──────── DATA FOR THE TASK ────────
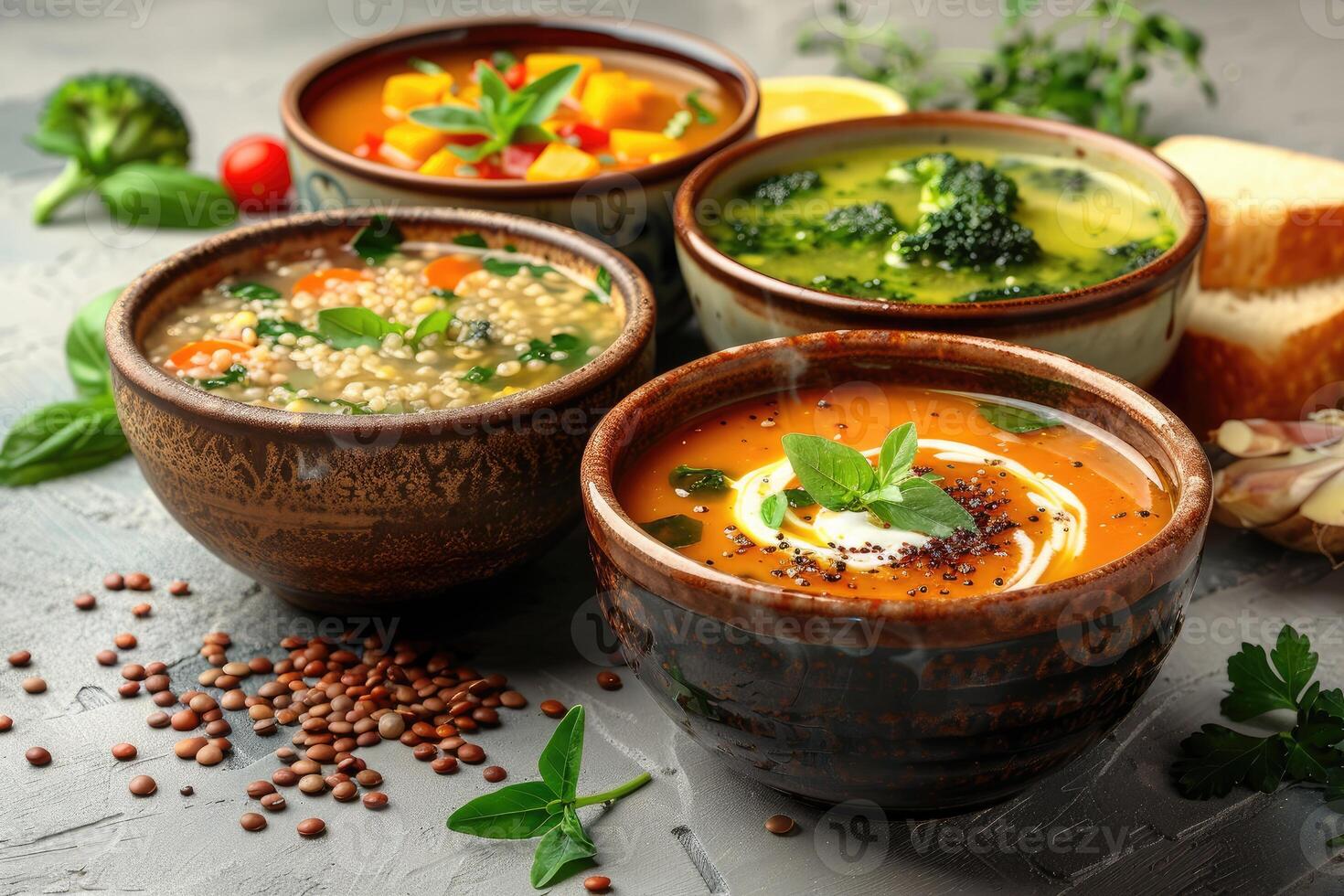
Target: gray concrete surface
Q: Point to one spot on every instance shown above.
(1115, 824)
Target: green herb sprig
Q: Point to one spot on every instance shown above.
(77, 435)
(546, 809)
(840, 478)
(1083, 68)
(1218, 759)
(503, 116)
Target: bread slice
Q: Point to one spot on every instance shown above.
(1275, 217)
(1275, 354)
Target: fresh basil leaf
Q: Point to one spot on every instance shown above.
────────
--- WRITTEN INSTRUCTION ---
Print each line of the material above exactly, with the pictures removed from your copy.

--- EXPECTED OUTPUT ---
Target: gray concrete surface
Q: Point to one spot on every instance shown above.
(1115, 824)
Target: green herb sprig
Q: Point to one spot on every instance shown above.
(77, 435)
(546, 809)
(840, 478)
(1083, 68)
(1218, 759)
(503, 116)
Target: bread slice
Q: Point to one spot on every instance shown above.
(1275, 217)
(1275, 354)
Target: fresh basil leaf
Q: Point to one spot on every instance shown above.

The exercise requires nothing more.